[Point-per-instance localization data]

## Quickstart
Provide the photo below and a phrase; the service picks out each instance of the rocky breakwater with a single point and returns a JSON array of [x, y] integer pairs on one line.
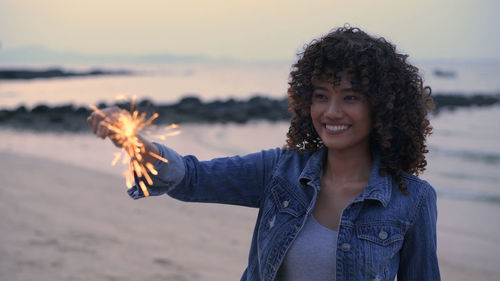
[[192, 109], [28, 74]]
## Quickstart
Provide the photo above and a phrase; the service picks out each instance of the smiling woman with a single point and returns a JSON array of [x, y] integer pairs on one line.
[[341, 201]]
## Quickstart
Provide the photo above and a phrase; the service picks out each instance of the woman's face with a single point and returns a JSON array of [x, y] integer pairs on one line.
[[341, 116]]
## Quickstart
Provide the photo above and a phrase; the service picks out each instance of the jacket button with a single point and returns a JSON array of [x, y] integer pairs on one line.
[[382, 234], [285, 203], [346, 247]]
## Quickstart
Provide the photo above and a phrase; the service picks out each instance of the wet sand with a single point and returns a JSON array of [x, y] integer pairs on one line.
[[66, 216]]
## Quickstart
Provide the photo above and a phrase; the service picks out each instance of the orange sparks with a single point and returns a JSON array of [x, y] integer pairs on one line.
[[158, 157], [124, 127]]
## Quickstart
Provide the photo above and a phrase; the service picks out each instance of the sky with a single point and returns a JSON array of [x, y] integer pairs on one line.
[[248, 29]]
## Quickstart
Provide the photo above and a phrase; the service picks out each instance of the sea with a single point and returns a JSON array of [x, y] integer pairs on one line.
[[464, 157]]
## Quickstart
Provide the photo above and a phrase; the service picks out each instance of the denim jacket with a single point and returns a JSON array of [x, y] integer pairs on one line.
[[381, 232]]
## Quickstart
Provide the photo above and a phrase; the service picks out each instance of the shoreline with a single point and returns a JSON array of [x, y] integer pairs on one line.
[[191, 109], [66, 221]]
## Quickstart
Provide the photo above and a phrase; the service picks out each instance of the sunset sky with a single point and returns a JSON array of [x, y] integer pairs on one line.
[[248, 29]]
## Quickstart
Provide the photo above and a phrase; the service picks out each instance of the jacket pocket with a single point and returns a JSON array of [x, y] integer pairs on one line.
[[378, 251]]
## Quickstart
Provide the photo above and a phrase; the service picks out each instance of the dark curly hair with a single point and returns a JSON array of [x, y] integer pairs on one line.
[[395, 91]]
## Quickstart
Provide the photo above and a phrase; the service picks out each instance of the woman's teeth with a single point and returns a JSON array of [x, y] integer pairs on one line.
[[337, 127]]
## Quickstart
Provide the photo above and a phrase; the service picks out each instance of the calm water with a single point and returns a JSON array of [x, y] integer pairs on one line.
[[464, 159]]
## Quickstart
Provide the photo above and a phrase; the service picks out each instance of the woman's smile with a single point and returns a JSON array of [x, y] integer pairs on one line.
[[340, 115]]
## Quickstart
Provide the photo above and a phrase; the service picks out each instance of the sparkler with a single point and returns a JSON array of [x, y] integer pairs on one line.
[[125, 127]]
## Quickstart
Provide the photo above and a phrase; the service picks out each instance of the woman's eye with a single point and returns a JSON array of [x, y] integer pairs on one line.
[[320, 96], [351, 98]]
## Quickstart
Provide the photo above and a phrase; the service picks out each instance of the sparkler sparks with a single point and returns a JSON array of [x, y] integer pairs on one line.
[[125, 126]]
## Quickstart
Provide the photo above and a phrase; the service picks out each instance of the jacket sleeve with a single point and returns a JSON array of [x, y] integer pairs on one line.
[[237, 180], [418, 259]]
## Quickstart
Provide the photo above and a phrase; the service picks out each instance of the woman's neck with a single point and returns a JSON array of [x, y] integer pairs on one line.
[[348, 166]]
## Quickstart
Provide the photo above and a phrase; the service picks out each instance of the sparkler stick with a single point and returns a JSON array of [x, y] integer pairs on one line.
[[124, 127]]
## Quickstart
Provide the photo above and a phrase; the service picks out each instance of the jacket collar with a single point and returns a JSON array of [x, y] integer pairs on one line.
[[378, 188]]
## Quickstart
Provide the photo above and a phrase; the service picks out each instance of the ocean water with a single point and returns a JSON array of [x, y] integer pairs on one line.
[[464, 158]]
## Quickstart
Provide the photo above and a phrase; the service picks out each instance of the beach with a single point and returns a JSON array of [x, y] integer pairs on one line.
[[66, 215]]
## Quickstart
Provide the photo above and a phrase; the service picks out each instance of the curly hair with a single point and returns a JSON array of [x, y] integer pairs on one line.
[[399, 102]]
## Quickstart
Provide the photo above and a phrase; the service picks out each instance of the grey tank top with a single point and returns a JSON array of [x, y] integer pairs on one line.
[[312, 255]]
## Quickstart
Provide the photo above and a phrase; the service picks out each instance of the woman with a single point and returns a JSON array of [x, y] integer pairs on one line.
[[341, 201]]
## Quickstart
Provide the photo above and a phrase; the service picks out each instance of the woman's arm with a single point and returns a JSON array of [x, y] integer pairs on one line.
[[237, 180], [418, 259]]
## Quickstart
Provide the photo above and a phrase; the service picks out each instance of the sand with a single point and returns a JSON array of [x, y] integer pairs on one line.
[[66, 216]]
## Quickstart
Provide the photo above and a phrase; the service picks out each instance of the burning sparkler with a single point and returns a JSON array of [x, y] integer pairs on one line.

--

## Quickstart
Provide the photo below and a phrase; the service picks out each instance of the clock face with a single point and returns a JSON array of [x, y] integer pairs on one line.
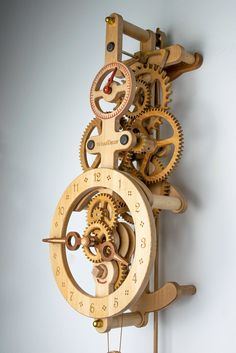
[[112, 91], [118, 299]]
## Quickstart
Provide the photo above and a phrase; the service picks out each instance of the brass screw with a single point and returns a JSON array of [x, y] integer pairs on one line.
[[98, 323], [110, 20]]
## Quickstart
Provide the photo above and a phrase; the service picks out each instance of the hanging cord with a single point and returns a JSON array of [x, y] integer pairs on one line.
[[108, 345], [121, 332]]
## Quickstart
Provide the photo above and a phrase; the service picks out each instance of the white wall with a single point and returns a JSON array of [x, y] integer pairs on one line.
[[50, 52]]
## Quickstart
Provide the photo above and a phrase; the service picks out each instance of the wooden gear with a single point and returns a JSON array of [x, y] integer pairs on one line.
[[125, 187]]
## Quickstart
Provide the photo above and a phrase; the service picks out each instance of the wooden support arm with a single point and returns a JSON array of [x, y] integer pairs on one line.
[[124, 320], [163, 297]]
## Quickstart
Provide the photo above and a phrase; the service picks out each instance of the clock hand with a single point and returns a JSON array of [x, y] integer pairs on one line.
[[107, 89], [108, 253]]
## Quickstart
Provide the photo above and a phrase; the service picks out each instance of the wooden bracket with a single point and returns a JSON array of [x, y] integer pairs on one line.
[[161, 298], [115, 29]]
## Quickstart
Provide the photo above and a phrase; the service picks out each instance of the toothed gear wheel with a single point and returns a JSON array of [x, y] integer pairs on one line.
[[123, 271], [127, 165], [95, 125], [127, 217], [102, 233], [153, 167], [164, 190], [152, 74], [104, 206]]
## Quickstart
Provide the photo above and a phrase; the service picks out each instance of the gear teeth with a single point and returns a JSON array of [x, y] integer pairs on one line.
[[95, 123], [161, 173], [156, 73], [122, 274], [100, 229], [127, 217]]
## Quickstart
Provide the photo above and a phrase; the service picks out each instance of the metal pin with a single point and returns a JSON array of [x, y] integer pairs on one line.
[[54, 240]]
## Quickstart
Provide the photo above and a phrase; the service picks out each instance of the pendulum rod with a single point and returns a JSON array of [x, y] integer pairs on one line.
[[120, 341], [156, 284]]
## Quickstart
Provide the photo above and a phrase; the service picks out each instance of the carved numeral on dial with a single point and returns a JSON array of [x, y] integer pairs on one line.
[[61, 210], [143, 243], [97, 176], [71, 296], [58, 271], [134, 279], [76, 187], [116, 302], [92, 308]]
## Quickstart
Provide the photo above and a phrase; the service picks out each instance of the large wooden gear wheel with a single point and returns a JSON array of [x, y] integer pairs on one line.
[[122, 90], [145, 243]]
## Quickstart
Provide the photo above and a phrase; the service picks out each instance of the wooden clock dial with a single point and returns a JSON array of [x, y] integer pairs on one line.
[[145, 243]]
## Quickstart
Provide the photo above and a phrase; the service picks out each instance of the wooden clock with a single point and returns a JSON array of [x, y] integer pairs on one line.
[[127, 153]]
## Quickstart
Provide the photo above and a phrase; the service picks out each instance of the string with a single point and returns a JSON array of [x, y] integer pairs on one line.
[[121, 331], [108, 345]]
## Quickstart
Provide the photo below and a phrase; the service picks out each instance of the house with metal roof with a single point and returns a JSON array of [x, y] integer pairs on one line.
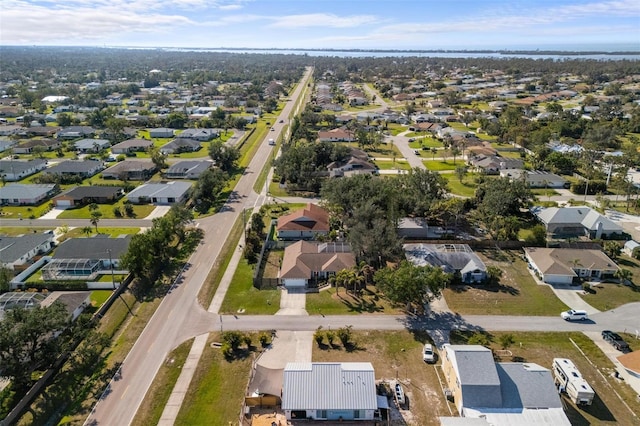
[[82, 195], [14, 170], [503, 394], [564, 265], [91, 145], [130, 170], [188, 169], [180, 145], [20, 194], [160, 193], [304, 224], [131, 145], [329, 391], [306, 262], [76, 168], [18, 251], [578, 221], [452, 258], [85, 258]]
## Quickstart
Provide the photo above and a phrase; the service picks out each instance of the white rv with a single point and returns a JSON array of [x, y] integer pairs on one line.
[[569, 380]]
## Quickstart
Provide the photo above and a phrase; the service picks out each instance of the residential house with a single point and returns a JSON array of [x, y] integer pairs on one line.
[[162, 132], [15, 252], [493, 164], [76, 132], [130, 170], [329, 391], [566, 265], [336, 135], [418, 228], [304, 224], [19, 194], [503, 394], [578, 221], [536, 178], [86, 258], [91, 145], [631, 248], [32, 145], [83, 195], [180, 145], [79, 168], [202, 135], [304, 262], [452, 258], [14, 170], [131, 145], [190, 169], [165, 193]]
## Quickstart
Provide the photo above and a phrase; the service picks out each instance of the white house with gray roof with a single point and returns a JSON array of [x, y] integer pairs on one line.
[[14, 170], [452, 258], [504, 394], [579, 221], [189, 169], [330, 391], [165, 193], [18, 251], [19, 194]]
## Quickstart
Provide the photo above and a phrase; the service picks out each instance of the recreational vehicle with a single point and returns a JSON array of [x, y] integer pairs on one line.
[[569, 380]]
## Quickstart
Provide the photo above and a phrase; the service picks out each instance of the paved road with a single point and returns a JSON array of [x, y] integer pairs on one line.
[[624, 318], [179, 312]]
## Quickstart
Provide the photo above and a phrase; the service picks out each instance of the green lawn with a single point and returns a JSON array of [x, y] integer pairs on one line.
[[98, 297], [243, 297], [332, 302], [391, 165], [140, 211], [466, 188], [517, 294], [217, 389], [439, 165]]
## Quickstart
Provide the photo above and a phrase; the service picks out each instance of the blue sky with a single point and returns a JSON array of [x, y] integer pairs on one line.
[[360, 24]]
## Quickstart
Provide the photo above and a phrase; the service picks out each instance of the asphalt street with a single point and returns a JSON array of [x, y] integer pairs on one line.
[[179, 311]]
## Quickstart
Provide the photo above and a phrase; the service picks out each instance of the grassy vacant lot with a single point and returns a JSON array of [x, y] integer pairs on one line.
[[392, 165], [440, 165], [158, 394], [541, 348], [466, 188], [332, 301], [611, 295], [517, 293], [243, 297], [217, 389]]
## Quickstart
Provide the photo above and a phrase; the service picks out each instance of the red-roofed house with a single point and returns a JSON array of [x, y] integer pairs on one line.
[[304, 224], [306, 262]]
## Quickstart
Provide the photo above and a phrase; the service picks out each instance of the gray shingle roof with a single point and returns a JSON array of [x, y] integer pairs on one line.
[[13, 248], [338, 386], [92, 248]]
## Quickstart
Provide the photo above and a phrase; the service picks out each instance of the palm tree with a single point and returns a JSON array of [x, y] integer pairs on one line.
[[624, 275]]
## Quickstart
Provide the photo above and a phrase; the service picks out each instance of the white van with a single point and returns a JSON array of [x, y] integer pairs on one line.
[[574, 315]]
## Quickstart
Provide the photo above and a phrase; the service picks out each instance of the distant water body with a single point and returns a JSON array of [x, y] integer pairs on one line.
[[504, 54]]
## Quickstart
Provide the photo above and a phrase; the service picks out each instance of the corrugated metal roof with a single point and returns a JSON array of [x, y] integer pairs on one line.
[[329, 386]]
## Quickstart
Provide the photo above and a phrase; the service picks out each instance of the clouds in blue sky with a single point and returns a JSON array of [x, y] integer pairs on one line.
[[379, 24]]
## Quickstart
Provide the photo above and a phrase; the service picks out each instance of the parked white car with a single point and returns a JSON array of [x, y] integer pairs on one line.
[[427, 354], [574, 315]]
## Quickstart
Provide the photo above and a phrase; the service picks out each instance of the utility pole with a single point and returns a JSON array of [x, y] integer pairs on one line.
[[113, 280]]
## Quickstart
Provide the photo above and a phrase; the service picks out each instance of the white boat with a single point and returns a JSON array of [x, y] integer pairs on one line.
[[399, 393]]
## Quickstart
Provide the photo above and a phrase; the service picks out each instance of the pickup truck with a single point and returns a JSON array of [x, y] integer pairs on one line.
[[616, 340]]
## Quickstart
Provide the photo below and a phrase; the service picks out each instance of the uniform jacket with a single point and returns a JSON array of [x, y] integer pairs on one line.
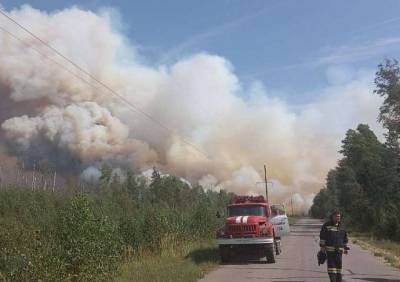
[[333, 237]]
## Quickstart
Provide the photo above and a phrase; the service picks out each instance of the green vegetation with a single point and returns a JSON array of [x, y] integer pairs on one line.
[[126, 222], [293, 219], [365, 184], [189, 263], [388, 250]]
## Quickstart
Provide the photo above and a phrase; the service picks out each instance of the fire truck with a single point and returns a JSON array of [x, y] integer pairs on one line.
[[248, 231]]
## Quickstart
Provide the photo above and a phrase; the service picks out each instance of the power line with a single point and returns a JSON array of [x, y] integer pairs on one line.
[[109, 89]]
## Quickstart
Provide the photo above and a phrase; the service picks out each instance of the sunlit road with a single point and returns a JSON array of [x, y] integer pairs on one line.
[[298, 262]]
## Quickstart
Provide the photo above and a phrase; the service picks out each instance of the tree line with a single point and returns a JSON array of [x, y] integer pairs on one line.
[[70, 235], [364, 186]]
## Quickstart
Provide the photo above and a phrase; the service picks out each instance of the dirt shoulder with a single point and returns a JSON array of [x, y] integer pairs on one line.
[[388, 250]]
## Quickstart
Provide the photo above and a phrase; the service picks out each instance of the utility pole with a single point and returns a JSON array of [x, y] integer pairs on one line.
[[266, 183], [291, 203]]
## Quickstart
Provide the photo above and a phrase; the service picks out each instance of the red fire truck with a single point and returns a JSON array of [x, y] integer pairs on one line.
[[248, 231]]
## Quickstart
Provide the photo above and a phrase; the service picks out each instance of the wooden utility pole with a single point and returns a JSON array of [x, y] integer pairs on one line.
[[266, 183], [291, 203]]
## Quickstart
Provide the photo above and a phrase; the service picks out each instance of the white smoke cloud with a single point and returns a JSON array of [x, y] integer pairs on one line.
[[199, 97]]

#### [THE TASK]
Nothing but the lines above from the one containing "of the curly" through the one containing "of the burning" should appear in the answer, each repeated exactly.

#### [TASK OUTPUT]
Provide the photo above and a phrase; the service picks out each instance of the curly hair with a single point and returns a JSON array of [x, y] integer pairs on one line.
[[399, 102]]
## Quickstart
Provide the photo above and a phrase; the service picks out each instance of the grey tank top with a single point and returns a JSON array of [x, y] integer pairs on one line.
[[312, 255]]
## Quickstart
Provide the photo above and a phrase; the service picks out each instance of the woman with a single point and returns a JSON array of [x, y] integer pairs on one line.
[[341, 201]]
## Quickstart
Provide the photo above and a phrase; the service picks out each instance of the woman's arm with a single point and returns a JSON array of [x, y] integer pairs on one line.
[[237, 180], [418, 259]]
## Quickstart
Provide the photo above and a phrase; the service picks out each instance of the sand with a single point and returns a JSON array of [x, y] integer pairs on one line.
[[66, 216]]
## Quickstart
Provide the photo above and a phrase; the service picks out each instance of the burning sparkler with a single point and returns a JSON array of [x, y] integer pairs on one line.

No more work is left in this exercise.